Data to process Block Start
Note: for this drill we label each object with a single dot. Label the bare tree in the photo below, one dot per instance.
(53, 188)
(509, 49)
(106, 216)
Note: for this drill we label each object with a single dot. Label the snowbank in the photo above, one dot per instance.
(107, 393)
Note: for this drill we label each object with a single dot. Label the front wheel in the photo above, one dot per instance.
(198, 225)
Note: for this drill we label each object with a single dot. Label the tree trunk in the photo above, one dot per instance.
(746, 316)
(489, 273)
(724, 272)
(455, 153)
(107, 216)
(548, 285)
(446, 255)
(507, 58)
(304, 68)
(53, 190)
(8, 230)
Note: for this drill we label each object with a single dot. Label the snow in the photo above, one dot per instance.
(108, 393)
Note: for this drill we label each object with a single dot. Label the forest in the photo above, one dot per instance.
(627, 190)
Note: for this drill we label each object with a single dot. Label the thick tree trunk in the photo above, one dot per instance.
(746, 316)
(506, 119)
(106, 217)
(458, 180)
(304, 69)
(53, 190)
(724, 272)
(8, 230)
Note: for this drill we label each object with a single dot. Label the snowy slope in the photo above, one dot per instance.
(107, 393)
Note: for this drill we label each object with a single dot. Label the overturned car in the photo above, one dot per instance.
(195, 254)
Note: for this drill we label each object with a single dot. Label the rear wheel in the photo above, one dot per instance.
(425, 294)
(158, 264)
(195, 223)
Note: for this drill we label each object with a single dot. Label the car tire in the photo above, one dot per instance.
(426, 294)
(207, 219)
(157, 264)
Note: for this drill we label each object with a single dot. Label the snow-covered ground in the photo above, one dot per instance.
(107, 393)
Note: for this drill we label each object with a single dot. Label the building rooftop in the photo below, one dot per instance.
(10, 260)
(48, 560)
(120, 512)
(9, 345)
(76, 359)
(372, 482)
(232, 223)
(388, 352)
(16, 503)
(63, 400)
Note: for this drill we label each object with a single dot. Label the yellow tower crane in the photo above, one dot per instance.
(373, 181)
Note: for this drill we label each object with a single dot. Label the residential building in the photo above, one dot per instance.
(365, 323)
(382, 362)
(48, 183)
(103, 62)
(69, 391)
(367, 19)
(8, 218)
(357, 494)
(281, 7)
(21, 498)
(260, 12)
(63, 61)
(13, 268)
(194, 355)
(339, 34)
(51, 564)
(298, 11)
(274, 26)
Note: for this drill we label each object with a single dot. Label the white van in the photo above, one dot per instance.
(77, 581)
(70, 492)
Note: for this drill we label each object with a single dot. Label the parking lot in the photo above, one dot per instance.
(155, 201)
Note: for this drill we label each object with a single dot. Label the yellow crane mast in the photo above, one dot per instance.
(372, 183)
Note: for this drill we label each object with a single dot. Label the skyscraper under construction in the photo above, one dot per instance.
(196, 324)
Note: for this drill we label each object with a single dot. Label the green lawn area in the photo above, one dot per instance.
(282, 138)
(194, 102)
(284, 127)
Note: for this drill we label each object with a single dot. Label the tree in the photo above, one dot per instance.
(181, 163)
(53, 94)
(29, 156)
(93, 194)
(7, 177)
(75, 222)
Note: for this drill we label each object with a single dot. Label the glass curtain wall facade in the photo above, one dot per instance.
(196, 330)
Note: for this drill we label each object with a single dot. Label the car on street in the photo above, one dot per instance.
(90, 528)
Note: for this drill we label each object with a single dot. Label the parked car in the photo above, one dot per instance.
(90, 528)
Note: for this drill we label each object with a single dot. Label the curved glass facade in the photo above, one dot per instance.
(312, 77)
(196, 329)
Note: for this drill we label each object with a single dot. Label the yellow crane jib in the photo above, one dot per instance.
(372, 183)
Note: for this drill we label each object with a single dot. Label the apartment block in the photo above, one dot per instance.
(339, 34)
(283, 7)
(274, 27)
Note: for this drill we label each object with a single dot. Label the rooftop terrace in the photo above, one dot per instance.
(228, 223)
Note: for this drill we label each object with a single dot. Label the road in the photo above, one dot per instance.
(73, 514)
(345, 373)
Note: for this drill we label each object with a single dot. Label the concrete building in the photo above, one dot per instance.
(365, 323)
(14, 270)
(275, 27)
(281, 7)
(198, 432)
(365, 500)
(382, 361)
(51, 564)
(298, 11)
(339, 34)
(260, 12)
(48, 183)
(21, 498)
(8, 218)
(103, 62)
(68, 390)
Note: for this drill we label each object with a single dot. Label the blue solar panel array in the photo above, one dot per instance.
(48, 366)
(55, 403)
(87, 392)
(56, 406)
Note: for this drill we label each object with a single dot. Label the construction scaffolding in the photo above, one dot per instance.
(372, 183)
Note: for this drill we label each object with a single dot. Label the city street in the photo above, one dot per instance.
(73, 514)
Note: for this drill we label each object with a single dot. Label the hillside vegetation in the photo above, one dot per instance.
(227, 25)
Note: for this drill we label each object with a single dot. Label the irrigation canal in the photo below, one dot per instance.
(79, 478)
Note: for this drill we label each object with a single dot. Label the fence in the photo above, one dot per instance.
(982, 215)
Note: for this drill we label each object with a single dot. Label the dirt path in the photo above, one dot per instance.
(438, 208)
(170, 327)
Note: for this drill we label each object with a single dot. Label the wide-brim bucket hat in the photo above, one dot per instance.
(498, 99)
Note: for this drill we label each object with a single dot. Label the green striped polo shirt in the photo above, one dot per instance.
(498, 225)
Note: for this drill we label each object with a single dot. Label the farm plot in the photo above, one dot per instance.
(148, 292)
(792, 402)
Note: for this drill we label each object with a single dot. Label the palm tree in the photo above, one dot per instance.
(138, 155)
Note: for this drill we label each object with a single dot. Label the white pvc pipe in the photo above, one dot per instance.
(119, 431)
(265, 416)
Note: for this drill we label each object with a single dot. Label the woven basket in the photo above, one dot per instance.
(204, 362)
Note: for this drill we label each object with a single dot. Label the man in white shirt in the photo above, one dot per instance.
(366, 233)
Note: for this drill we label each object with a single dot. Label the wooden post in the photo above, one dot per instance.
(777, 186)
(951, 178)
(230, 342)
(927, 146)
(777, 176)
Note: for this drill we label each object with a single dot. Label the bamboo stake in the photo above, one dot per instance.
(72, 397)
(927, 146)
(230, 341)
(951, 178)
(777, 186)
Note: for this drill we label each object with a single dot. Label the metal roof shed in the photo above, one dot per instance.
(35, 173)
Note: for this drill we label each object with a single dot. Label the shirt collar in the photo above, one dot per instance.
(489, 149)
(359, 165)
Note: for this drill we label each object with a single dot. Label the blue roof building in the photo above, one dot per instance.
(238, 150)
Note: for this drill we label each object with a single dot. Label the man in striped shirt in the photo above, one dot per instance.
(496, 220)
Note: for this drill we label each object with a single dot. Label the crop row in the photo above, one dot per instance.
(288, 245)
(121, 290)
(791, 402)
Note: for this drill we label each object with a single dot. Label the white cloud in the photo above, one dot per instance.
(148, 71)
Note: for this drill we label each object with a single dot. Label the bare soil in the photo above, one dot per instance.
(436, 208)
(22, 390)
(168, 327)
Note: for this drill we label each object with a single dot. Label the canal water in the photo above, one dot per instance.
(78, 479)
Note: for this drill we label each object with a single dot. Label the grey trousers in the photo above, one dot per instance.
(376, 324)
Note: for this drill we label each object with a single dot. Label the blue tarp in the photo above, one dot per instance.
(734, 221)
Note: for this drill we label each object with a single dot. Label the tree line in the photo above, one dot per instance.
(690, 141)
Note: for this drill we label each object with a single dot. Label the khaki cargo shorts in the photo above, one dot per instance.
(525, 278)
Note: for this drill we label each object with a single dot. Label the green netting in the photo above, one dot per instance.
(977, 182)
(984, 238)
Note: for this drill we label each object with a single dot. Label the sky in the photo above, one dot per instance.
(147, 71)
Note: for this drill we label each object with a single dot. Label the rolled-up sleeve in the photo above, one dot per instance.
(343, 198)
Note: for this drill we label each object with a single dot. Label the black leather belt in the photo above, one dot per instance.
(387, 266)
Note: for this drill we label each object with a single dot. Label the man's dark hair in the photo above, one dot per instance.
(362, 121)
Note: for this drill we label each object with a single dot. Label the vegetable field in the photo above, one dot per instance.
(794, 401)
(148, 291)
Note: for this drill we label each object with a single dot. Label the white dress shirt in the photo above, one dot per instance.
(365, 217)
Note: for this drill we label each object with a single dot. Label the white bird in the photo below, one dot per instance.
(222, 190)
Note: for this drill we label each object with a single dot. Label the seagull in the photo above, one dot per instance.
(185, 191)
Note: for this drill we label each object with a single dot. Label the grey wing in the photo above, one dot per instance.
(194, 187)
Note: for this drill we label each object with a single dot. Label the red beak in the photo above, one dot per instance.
Data to process Block End
• _Required work_
Answer with the exact lines running from the one that contains "Label the vegetable" through the last line of the data. Include no other line.

• _Solution to the problem_
Note: for this drill we label each object with a single dot. Label the vegetable field in the photo above, one dot per instance.
(794, 401)
(148, 291)
Note: for this drill we label each object with a single dot. Label the white dress shirt in the photo above, one dot per instance.
(365, 217)
Note: for this drill we label each object with a single dot. Label the white bird in the photo below, one dot per instance.
(222, 190)
Note: for this drill we label each object with a single dot. Label the seagull in the photo above, one dot per instance.
(185, 191)
Note: for this drill we label each object with a single dot. Label the grey wing in the photo above, one dot per instance.
(194, 187)
Note: for this drill we label each object with a single dot. Label the red beak in the photo above, one dot per instance.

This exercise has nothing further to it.